++++ Text provided ++++

Building Permits are required for new constructions, additions and alterations and projects ranging from building a new house and renovating a bathroom to installing a privacy fence.  The following is a list of common projects that require a permit, but may not require an inspection of the work:

  • New Home Construction
  • Room Additions
  • New Decks
  • New Roof
  • Kitchen Renovation
  • Bathroom Renovation
  • Electrical Upgrades
  • Demolition
  • Garage / Car port Construction
  • Swimming Pools
  • Tool Sheds (if they contain electric or are 200 sq. ft. and larger)
  • Fences (over 7 ft.)
  • Retaining Walls (over 48”)
  • Siding

Preferably the contractor should apply for the permit as they typically have the application information and drawings necessary to submit, although the owner can act as the general contractor and list the contractor as a subcontractor.  If the owner applies, they will need to ensure the contractor is licensed and current with all applicable state and local taxes, such as B&O, and inform the Finance Office as to how the taxes on the job will be paid on this permit.

++++

__List of tasks__.
• A. Translate this sentence from the building permit text into Spanish: "Building Permits are required for new constructions, additions and alterations and projects ranging from building a new house and renovating a bathroom to installing a privacy fence."
• B. Turn the paragraph of the building permit text that begins "Preferably the contractor should apply" into a short bulleted list that keeps its main facts.
• C. In the building permit text, under what conditions does a tool shed require a permit?

++++ Data shown ++++

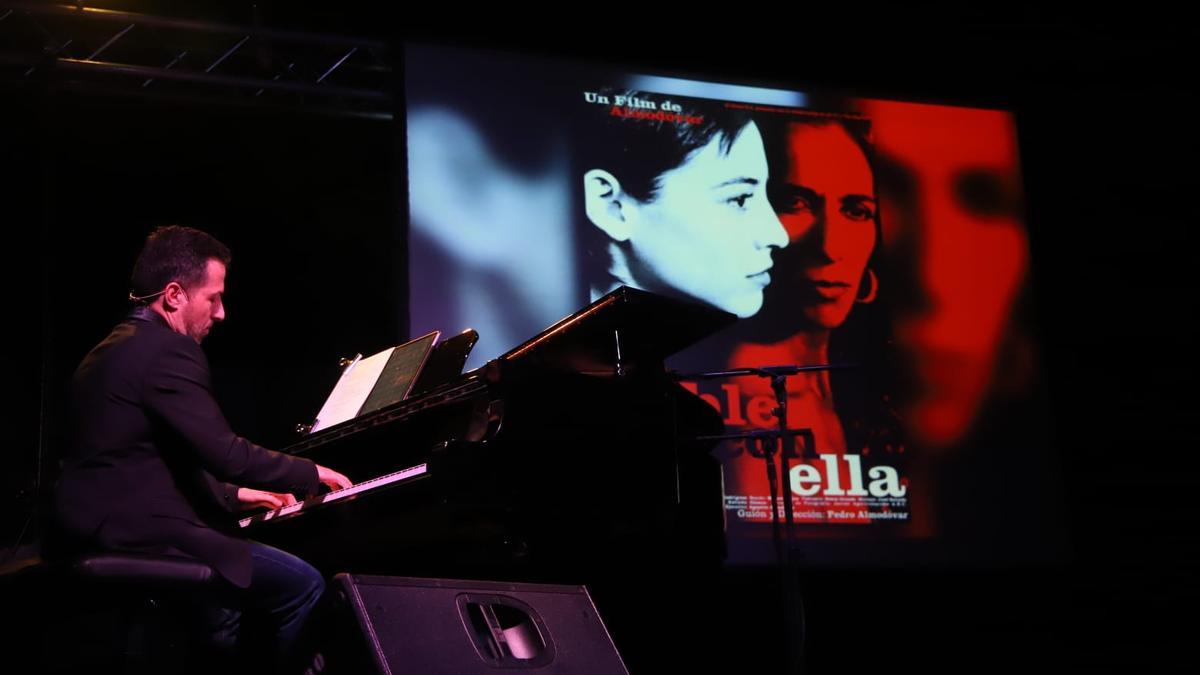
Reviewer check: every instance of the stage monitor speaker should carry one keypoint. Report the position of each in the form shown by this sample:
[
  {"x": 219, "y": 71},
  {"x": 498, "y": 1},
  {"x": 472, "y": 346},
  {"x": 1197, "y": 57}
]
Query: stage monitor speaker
[{"x": 455, "y": 627}]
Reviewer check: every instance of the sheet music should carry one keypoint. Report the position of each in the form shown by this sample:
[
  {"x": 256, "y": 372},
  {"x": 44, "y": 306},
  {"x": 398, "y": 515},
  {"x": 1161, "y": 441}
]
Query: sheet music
[{"x": 352, "y": 390}]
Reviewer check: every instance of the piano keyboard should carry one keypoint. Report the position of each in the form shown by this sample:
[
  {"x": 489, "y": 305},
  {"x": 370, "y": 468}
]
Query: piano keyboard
[{"x": 336, "y": 495}]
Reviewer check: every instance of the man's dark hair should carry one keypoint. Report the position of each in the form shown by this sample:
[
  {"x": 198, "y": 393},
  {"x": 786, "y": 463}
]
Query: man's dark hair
[{"x": 175, "y": 252}]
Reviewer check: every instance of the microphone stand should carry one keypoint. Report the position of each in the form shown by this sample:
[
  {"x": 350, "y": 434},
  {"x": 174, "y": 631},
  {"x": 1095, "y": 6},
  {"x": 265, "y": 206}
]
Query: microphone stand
[{"x": 781, "y": 537}]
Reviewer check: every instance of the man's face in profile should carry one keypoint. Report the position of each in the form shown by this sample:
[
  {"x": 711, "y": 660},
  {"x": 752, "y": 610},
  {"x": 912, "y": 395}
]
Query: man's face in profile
[{"x": 204, "y": 303}]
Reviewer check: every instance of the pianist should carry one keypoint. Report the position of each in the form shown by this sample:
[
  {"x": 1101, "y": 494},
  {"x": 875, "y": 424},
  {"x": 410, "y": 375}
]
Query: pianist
[{"x": 150, "y": 448}]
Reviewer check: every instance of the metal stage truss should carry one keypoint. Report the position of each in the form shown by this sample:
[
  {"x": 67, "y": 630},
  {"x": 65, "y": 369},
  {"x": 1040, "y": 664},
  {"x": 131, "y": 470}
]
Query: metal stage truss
[{"x": 89, "y": 49}]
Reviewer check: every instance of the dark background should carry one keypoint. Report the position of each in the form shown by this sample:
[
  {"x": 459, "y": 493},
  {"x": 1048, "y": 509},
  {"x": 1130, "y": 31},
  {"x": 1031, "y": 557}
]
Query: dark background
[{"x": 312, "y": 207}]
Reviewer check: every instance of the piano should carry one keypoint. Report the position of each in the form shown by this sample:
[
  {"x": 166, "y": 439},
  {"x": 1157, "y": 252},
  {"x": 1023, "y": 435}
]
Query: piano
[{"x": 568, "y": 457}]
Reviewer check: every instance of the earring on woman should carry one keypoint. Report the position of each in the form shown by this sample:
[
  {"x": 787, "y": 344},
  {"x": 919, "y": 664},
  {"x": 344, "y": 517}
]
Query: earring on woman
[{"x": 871, "y": 287}]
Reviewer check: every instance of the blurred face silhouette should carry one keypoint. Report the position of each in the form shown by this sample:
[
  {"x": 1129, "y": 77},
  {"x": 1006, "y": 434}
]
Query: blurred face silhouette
[
  {"x": 827, "y": 204},
  {"x": 951, "y": 198}
]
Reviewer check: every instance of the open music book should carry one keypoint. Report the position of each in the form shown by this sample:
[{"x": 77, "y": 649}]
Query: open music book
[{"x": 375, "y": 382}]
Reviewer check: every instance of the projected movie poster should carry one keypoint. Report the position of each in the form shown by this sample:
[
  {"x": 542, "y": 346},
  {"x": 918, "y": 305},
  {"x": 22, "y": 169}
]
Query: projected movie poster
[{"x": 881, "y": 239}]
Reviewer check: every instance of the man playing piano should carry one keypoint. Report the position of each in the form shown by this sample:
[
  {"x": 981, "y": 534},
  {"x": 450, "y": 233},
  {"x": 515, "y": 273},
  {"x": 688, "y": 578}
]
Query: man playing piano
[{"x": 150, "y": 451}]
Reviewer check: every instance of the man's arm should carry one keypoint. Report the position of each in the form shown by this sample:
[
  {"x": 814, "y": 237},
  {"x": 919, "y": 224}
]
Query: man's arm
[{"x": 178, "y": 392}]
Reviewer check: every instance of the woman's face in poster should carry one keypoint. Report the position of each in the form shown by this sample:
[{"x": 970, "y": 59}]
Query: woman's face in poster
[
  {"x": 709, "y": 231},
  {"x": 958, "y": 252},
  {"x": 827, "y": 204}
]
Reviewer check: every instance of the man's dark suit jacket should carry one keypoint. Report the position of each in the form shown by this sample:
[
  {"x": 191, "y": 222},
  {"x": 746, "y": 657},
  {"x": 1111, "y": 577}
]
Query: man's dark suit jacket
[{"x": 148, "y": 441}]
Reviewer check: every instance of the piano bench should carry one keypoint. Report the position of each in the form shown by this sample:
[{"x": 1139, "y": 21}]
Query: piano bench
[{"x": 126, "y": 613}]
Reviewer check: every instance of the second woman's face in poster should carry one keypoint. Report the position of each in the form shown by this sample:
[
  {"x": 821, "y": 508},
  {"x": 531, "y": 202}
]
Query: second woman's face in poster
[
  {"x": 709, "y": 232},
  {"x": 827, "y": 203}
]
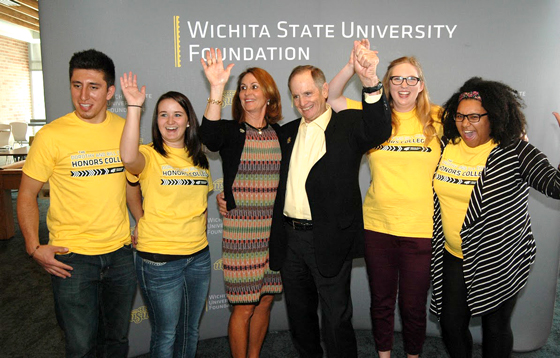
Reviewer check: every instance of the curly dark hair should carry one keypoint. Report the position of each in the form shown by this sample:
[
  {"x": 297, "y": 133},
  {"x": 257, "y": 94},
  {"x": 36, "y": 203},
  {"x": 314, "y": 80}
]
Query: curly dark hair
[
  {"x": 193, "y": 143},
  {"x": 503, "y": 105}
]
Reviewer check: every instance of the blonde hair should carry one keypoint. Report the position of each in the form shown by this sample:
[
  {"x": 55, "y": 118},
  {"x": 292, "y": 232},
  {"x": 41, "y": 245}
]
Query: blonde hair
[{"x": 424, "y": 107}]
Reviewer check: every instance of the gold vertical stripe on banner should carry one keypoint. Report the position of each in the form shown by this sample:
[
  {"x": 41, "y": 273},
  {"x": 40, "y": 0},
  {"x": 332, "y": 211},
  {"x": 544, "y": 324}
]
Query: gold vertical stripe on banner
[{"x": 177, "y": 40}]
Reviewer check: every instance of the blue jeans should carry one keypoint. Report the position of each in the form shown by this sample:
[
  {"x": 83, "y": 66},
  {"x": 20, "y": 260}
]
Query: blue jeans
[
  {"x": 101, "y": 289},
  {"x": 175, "y": 294}
]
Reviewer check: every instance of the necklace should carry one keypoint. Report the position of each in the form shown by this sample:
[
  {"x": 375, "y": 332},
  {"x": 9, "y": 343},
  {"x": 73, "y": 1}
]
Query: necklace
[{"x": 258, "y": 129}]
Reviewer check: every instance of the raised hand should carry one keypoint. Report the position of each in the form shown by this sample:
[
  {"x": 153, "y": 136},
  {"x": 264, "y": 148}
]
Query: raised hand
[
  {"x": 366, "y": 63},
  {"x": 214, "y": 69},
  {"x": 557, "y": 116},
  {"x": 130, "y": 90}
]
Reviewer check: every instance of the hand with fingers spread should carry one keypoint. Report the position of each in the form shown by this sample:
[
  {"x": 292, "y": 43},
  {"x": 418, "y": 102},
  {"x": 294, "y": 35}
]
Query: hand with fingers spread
[
  {"x": 45, "y": 256},
  {"x": 129, "y": 85},
  {"x": 214, "y": 69},
  {"x": 557, "y": 116}
]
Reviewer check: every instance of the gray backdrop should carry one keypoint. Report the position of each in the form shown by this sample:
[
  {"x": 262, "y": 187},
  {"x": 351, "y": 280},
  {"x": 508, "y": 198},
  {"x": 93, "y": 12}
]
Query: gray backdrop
[{"x": 512, "y": 41}]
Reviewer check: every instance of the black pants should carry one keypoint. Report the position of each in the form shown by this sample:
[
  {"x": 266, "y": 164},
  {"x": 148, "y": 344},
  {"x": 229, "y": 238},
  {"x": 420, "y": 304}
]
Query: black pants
[
  {"x": 304, "y": 288},
  {"x": 497, "y": 337}
]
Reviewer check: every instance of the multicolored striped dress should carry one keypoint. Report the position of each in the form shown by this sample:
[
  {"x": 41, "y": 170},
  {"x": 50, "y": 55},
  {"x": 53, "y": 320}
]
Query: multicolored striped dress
[{"x": 246, "y": 232}]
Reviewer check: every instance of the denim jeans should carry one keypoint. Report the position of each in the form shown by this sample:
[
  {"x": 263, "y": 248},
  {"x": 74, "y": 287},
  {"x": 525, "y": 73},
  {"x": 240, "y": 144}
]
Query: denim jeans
[
  {"x": 100, "y": 290},
  {"x": 175, "y": 294}
]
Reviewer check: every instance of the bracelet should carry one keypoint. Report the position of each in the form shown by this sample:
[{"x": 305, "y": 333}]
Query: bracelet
[
  {"x": 373, "y": 89},
  {"x": 215, "y": 101},
  {"x": 33, "y": 253}
]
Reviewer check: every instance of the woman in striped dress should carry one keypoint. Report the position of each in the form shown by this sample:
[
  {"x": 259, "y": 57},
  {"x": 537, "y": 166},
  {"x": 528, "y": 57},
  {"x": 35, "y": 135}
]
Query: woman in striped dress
[
  {"x": 250, "y": 150},
  {"x": 483, "y": 246}
]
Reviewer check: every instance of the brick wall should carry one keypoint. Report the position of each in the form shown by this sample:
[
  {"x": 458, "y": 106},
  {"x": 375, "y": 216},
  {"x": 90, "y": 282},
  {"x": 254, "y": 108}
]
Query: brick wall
[{"x": 15, "y": 81}]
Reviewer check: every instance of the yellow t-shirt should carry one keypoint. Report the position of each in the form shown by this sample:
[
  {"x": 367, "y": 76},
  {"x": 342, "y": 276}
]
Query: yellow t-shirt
[
  {"x": 81, "y": 161},
  {"x": 456, "y": 176},
  {"x": 399, "y": 200},
  {"x": 175, "y": 202},
  {"x": 351, "y": 104}
]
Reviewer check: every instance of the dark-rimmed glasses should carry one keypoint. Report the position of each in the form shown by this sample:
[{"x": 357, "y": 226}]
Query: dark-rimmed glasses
[
  {"x": 471, "y": 117},
  {"x": 410, "y": 80}
]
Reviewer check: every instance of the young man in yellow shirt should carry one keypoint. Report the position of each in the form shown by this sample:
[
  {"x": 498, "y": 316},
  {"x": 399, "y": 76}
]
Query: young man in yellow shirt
[{"x": 89, "y": 254}]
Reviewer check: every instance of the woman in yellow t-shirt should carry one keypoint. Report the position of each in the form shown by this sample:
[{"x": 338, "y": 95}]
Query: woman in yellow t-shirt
[
  {"x": 173, "y": 260},
  {"x": 483, "y": 242},
  {"x": 398, "y": 206}
]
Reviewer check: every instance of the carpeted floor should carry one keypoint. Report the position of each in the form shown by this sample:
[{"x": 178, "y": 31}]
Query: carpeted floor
[{"x": 28, "y": 327}]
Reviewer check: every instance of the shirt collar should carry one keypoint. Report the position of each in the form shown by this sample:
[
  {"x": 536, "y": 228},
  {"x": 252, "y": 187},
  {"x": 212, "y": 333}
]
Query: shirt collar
[{"x": 322, "y": 121}]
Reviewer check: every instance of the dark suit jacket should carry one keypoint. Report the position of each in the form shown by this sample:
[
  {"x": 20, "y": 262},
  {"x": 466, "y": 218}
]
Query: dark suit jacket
[{"x": 332, "y": 186}]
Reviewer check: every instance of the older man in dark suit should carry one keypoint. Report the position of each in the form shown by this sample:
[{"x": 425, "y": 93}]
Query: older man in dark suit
[{"x": 317, "y": 225}]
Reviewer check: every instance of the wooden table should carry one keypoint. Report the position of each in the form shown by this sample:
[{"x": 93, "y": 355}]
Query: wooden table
[{"x": 9, "y": 179}]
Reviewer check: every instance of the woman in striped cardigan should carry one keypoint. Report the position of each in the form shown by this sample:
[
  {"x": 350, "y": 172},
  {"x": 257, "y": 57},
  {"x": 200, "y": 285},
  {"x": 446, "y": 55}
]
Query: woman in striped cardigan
[{"x": 483, "y": 246}]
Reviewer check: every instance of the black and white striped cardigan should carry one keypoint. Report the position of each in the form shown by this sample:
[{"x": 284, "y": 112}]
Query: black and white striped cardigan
[{"x": 498, "y": 244}]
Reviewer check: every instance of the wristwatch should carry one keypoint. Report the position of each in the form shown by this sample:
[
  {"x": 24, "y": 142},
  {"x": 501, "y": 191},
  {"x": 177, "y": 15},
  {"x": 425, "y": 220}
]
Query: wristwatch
[{"x": 373, "y": 89}]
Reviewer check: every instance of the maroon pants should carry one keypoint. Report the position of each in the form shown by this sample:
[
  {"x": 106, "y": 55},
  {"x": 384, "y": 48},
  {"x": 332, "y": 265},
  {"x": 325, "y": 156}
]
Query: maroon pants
[{"x": 398, "y": 264}]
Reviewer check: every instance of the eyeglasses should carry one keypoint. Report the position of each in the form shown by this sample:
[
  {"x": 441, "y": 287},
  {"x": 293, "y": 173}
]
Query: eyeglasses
[
  {"x": 410, "y": 80},
  {"x": 471, "y": 117}
]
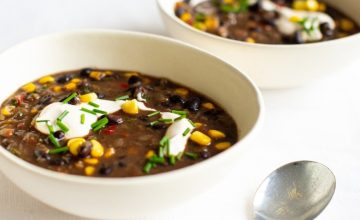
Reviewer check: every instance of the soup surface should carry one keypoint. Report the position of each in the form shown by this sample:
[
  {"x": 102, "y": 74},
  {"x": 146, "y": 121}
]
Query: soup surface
[
  {"x": 268, "y": 21},
  {"x": 112, "y": 124}
]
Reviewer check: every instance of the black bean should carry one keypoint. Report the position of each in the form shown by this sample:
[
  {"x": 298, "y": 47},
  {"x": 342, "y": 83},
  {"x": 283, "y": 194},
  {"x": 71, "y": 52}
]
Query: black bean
[
  {"x": 85, "y": 150},
  {"x": 45, "y": 99},
  {"x": 115, "y": 119},
  {"x": 326, "y": 29},
  {"x": 59, "y": 135},
  {"x": 193, "y": 104},
  {"x": 176, "y": 99},
  {"x": 64, "y": 79},
  {"x": 105, "y": 170},
  {"x": 85, "y": 72}
]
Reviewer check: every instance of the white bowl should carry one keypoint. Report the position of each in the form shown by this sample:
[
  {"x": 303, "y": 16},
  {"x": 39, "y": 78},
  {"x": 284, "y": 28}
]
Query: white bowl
[
  {"x": 273, "y": 66},
  {"x": 114, "y": 198}
]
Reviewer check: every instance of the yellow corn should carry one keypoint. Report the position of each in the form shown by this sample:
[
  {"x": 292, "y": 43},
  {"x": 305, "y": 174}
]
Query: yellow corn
[
  {"x": 89, "y": 170},
  {"x": 216, "y": 134},
  {"x": 88, "y": 97},
  {"x": 109, "y": 152},
  {"x": 222, "y": 145},
  {"x": 46, "y": 79},
  {"x": 299, "y": 5},
  {"x": 185, "y": 17},
  {"x": 130, "y": 107},
  {"x": 97, "y": 149},
  {"x": 97, "y": 75},
  {"x": 197, "y": 124},
  {"x": 74, "y": 145},
  {"x": 346, "y": 24},
  {"x": 29, "y": 88},
  {"x": 76, "y": 80},
  {"x": 181, "y": 91},
  {"x": 8, "y": 110},
  {"x": 91, "y": 161},
  {"x": 57, "y": 88},
  {"x": 70, "y": 86},
  {"x": 312, "y": 5},
  {"x": 149, "y": 154},
  {"x": 200, "y": 138}
]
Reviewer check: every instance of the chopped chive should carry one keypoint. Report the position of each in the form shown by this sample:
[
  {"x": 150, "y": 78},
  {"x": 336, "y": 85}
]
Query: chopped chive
[
  {"x": 53, "y": 140},
  {"x": 191, "y": 155},
  {"x": 39, "y": 121},
  {"x": 94, "y": 104},
  {"x": 51, "y": 128},
  {"x": 157, "y": 159},
  {"x": 179, "y": 112},
  {"x": 164, "y": 141},
  {"x": 87, "y": 111},
  {"x": 62, "y": 115},
  {"x": 58, "y": 150},
  {"x": 62, "y": 126},
  {"x": 69, "y": 98},
  {"x": 100, "y": 122},
  {"x": 186, "y": 132},
  {"x": 172, "y": 160},
  {"x": 153, "y": 114},
  {"x": 165, "y": 120},
  {"x": 122, "y": 97},
  {"x": 148, "y": 167},
  {"x": 154, "y": 123},
  {"x": 82, "y": 119},
  {"x": 100, "y": 111}
]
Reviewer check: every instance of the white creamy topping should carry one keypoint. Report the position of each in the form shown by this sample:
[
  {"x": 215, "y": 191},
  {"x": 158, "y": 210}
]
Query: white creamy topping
[
  {"x": 288, "y": 27},
  {"x": 177, "y": 141}
]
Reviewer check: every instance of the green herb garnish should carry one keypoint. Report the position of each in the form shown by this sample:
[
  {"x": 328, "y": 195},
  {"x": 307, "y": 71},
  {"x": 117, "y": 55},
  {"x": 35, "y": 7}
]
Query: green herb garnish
[
  {"x": 69, "y": 98},
  {"x": 58, "y": 150},
  {"x": 124, "y": 97}
]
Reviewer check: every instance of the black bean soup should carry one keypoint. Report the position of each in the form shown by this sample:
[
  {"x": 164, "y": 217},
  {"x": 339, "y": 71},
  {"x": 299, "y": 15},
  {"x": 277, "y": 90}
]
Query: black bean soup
[
  {"x": 124, "y": 142},
  {"x": 268, "y": 21}
]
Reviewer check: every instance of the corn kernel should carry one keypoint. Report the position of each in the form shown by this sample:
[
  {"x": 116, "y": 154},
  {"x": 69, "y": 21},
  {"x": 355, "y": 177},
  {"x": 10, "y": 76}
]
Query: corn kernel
[
  {"x": 70, "y": 86},
  {"x": 198, "y": 124},
  {"x": 299, "y": 5},
  {"x": 97, "y": 149},
  {"x": 74, "y": 145},
  {"x": 222, "y": 145},
  {"x": 186, "y": 17},
  {"x": 130, "y": 107},
  {"x": 29, "y": 88},
  {"x": 346, "y": 24},
  {"x": 250, "y": 40},
  {"x": 57, "y": 88},
  {"x": 312, "y": 5},
  {"x": 295, "y": 19},
  {"x": 91, "y": 161},
  {"x": 200, "y": 138},
  {"x": 88, "y": 97},
  {"x": 46, "y": 79},
  {"x": 109, "y": 152},
  {"x": 89, "y": 170},
  {"x": 97, "y": 75},
  {"x": 8, "y": 110},
  {"x": 76, "y": 80},
  {"x": 149, "y": 154},
  {"x": 216, "y": 134},
  {"x": 182, "y": 91}
]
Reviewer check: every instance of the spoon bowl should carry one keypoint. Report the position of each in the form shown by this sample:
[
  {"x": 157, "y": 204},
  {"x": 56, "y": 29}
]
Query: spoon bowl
[{"x": 299, "y": 191}]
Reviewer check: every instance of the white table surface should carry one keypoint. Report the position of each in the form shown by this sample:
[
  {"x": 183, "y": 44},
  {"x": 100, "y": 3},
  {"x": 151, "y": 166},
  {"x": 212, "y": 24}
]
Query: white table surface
[{"x": 320, "y": 122}]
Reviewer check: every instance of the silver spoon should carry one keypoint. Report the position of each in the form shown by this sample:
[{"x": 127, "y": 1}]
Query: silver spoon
[{"x": 296, "y": 191}]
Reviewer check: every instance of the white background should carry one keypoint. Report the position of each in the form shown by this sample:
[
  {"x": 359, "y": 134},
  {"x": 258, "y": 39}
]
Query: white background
[{"x": 320, "y": 122}]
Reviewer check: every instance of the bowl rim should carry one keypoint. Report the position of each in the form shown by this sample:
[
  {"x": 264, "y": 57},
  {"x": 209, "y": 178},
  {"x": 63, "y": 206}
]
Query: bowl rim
[
  {"x": 137, "y": 180},
  {"x": 170, "y": 15}
]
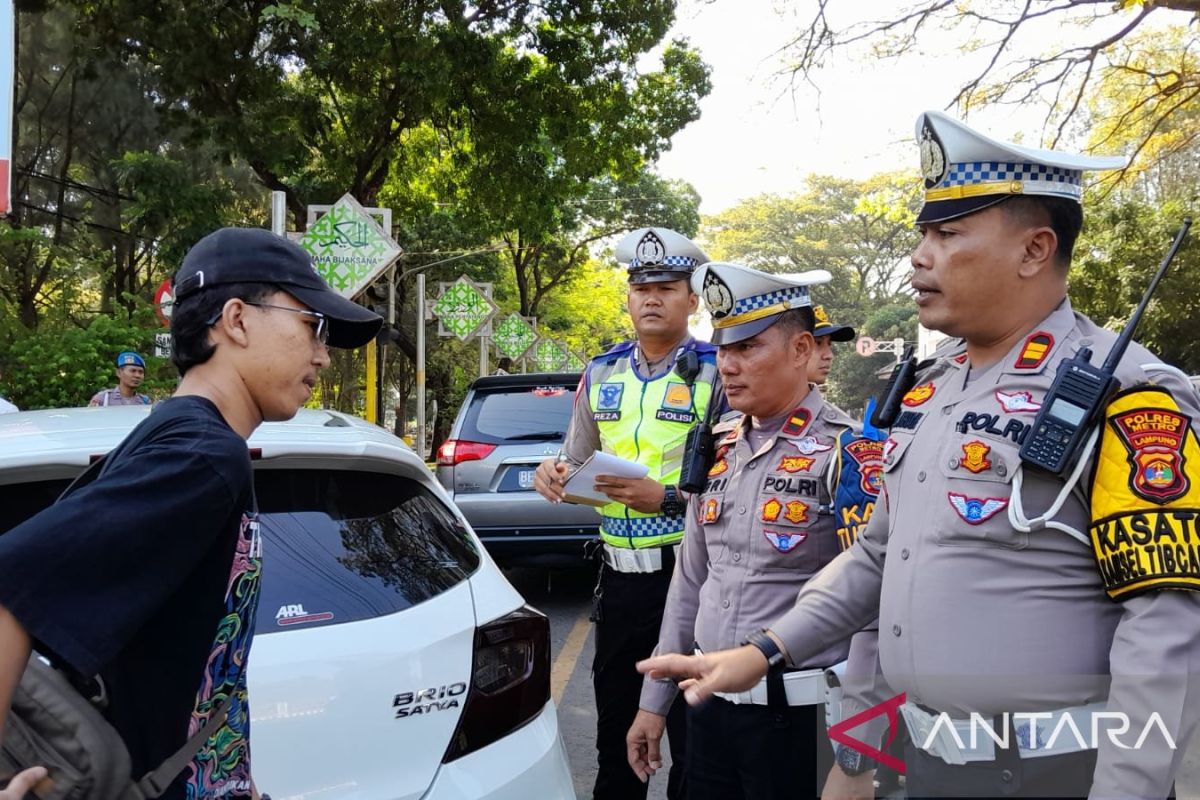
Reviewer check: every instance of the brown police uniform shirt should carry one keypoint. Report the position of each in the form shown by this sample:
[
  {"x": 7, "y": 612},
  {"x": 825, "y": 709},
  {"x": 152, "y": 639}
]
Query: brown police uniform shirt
[
  {"x": 976, "y": 615},
  {"x": 760, "y": 529}
]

++++

__Answers by task__.
• A. Se requieren permisos de construcción para obras nuevas, ampliaciones y modificaciones, y para proyectos que van desde construir una casa nueva y renovar un baño hasta instalar una cerca de privacidad.

• B.
- The contractor should preferably apply for the permit, since they typically have the needed application information and drawings.
- The owner may instead act as the general contractor and list the contractor as a subcontractor.
- An owner who applies must make sure the contractor is licensed and current with all applicable state and local taxes, such as B&O.
- That owner must also tell the Finance Office how the taxes on the job will be paid on the permit.

• C. A tool shed requires a permit if it contains electric or is 200 sq. ft. or larger.